▶ _EXERCISE INSTRUCTIONS_
The line with "Reviewer note. Confirm that each instance of the black robe" marks where to begin. Please copy it and each line after it to the end of the records below, exactly.

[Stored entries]
◆ ◆ ◆

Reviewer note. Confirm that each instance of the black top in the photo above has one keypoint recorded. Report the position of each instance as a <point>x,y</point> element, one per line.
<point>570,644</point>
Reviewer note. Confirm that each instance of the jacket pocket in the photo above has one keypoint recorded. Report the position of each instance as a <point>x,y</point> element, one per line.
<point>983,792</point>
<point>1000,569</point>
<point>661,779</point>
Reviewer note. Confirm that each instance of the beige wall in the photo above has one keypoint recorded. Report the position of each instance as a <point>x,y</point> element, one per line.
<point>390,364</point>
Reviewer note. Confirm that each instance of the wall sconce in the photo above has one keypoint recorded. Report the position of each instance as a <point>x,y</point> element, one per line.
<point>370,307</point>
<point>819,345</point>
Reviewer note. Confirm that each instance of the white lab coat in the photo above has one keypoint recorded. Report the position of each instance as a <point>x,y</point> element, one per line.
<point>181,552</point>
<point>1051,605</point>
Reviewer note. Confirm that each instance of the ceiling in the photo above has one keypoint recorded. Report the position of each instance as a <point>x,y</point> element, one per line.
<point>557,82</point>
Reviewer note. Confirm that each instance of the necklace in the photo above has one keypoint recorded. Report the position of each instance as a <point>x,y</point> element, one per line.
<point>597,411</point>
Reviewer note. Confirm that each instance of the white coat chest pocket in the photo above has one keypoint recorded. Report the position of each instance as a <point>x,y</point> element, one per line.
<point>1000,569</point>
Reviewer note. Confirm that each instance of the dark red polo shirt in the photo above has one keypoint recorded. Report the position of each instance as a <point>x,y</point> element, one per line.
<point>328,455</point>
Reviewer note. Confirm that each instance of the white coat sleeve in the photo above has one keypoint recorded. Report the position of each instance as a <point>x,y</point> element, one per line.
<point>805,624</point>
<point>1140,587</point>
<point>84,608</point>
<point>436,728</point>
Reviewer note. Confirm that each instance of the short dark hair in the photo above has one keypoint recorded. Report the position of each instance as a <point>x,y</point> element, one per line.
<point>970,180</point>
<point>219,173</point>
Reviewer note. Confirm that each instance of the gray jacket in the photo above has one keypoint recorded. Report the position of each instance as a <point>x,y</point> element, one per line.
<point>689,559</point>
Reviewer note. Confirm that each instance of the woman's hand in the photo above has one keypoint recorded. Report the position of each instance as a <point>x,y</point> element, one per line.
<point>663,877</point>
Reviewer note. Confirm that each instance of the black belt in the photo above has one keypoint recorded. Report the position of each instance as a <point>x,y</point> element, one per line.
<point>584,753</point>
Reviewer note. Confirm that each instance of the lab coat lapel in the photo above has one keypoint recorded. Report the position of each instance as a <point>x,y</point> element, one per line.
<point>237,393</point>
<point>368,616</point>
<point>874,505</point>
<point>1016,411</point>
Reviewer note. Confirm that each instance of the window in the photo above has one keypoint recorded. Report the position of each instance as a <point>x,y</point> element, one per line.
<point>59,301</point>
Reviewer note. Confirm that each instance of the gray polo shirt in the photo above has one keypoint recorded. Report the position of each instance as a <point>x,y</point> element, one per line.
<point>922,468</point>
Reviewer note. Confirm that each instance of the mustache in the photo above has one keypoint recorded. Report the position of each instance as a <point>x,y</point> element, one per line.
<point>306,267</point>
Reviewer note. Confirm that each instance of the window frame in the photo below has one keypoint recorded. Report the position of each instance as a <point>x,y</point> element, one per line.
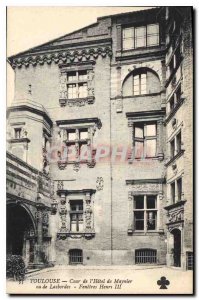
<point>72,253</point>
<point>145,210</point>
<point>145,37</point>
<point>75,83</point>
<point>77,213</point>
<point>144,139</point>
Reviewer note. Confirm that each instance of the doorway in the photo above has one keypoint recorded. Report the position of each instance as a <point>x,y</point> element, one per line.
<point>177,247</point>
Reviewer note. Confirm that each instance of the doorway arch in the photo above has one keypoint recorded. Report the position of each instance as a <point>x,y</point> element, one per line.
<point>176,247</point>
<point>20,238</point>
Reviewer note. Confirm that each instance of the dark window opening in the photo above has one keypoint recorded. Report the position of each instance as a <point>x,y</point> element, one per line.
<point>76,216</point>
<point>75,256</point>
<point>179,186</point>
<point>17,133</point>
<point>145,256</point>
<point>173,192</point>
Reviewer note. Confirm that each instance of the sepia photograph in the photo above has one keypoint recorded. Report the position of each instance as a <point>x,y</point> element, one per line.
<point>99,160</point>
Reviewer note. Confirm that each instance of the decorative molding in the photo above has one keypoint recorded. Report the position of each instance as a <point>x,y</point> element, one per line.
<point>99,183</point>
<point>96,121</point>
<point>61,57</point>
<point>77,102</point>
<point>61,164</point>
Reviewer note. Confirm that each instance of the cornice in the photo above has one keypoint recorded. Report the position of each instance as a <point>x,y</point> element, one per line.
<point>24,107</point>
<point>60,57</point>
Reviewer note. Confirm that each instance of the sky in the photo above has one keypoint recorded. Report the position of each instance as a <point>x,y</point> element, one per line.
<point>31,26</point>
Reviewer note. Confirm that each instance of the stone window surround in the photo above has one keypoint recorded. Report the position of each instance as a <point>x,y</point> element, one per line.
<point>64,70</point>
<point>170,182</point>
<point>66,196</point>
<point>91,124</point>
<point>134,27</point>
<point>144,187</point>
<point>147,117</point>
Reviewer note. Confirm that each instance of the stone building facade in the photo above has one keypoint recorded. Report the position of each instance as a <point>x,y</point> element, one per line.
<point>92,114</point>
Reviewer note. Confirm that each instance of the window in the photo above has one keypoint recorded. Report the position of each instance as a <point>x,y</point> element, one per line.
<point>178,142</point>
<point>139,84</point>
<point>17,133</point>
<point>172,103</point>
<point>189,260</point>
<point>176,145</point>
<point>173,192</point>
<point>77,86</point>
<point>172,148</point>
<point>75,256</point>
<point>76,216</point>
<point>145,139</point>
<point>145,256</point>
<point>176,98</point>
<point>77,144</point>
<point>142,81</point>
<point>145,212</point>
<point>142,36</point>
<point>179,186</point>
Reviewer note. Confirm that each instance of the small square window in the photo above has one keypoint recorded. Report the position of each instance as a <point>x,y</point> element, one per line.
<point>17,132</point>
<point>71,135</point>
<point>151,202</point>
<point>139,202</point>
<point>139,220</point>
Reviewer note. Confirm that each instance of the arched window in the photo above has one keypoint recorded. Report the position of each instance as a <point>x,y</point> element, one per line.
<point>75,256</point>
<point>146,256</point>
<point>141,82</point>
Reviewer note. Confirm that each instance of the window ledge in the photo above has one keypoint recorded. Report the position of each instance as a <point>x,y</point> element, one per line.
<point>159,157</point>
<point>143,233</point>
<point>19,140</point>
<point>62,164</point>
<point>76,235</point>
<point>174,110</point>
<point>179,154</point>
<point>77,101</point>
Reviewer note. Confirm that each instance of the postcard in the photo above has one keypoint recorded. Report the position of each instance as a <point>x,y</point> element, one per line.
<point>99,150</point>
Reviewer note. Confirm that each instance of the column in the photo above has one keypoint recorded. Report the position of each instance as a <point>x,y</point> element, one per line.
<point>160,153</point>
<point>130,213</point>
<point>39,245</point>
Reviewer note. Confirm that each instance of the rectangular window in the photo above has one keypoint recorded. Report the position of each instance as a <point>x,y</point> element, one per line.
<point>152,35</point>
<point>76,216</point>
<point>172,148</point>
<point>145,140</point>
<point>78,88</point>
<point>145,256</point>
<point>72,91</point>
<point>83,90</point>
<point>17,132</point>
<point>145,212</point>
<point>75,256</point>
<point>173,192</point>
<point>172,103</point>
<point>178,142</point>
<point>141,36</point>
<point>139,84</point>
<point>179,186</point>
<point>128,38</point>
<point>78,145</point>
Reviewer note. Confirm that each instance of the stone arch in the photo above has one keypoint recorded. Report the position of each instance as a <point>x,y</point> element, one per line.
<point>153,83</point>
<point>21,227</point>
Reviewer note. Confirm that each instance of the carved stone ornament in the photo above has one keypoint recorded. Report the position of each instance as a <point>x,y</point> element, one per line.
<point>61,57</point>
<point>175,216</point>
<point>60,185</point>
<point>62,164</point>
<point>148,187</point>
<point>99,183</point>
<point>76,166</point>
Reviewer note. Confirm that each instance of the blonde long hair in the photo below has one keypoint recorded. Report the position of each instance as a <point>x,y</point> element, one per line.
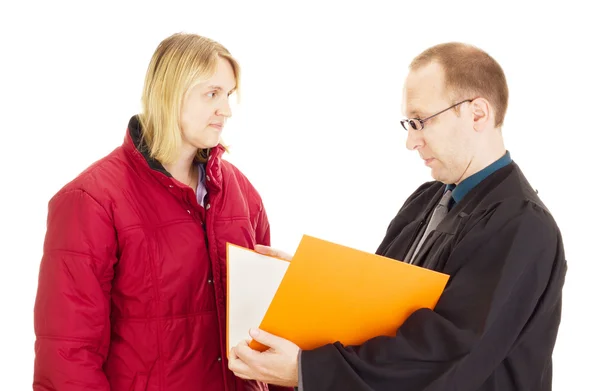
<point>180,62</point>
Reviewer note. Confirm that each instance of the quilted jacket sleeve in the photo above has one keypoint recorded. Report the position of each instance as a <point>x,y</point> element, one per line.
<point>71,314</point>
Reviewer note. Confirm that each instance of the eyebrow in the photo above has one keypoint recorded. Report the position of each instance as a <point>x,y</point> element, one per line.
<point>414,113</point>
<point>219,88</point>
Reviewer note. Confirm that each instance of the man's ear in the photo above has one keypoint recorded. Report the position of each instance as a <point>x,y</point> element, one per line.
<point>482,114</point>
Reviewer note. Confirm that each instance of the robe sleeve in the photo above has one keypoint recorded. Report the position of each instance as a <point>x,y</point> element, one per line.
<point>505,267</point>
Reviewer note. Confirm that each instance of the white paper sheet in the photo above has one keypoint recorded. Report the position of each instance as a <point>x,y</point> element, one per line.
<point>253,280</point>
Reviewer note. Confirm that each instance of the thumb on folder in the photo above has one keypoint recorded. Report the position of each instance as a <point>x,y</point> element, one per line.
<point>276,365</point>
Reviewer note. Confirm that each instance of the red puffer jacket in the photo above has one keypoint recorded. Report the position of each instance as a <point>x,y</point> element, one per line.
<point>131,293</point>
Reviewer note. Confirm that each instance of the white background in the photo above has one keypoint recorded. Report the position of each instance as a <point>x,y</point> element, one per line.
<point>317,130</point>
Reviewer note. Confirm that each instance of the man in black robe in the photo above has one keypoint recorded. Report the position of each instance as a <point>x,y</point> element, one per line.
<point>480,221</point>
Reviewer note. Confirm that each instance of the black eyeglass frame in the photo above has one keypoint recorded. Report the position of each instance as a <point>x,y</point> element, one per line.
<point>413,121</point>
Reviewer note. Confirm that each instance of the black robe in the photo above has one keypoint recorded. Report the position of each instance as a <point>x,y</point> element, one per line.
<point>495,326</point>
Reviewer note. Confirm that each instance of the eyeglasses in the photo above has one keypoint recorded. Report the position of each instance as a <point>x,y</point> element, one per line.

◆ ◆ ◆

▶ _RESPONSE FOR THIS EXERCISE_
Reviewer note. Confirm that each instance of the black robe in the photo above has one keypoint recorded. Report the position of each instance as a <point>x,y</point> element, one per line.
<point>495,326</point>
Reviewer note. Confirm that each instance of the eyeglasses in the photo above has one keypoint recorded. Report the position of each instance as a <point>x,y</point> element, one per line.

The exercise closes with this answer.